MATERIAL FOR THE TASK:
........
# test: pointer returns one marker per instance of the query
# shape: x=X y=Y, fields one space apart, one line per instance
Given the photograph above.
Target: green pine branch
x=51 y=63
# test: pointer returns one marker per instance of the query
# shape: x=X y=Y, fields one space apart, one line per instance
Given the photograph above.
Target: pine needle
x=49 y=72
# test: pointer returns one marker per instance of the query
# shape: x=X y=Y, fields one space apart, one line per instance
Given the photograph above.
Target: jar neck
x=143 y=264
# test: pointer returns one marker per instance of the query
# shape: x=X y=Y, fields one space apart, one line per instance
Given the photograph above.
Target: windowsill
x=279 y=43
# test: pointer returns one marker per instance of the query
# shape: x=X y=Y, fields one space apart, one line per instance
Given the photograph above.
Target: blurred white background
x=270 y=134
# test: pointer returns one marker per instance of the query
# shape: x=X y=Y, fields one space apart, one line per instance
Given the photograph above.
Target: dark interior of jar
........
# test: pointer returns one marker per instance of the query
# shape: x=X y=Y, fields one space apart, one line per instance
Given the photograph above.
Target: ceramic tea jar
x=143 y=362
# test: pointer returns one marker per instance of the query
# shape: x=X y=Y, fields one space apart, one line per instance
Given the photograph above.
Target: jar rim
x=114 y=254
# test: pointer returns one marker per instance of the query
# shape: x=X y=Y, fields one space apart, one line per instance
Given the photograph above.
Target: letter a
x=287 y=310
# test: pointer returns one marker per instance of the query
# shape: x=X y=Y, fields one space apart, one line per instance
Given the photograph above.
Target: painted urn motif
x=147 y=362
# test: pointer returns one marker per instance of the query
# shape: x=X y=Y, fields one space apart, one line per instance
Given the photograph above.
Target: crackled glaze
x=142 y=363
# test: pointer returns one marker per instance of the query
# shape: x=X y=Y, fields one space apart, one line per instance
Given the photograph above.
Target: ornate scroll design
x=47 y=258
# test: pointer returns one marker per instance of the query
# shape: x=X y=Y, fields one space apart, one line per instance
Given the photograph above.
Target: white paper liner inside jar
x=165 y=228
........
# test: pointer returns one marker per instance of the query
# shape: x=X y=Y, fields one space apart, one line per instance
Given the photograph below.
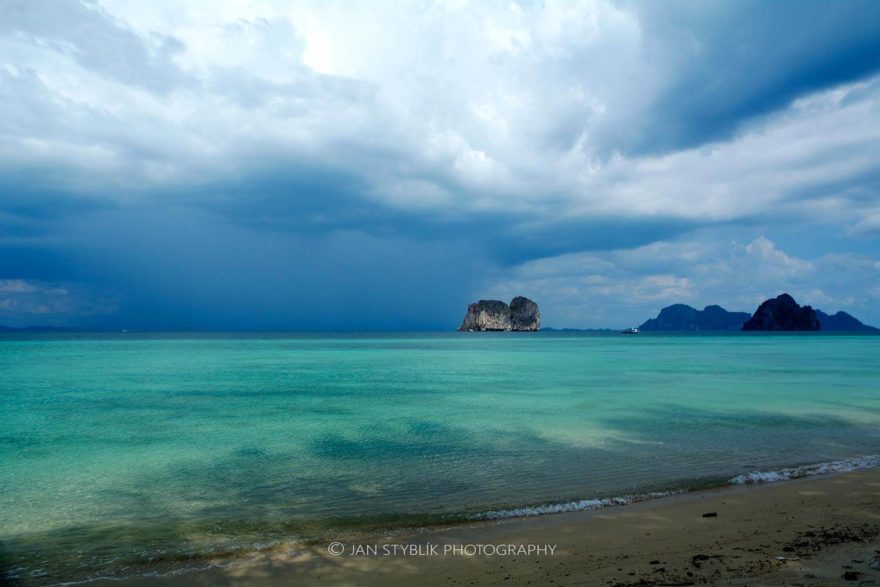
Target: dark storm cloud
........
SET PROBLEM:
Locate every line in the material above that contains the string "white" and copy each one out. Case is significant.

FINISHED EXERCISE:
Target: blurred white background
Target: white paper liner inside jar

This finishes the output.